## [WHAT YOU SHOULD DO]
Take the listing below and write it out again exactly, skipping any picture that it holds.

## [DATA SUPPLIED]
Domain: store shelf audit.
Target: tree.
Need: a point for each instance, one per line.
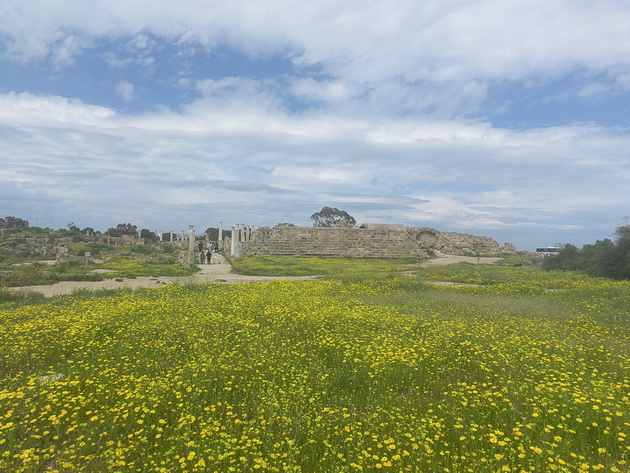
(330, 216)
(604, 258)
(13, 222)
(122, 229)
(148, 234)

## [FINISHED EXERCISE]
Domain: store shelf audit.
Target: tree.
Need: a point for each instance, one per line.
(330, 216)
(604, 258)
(13, 222)
(122, 229)
(148, 234)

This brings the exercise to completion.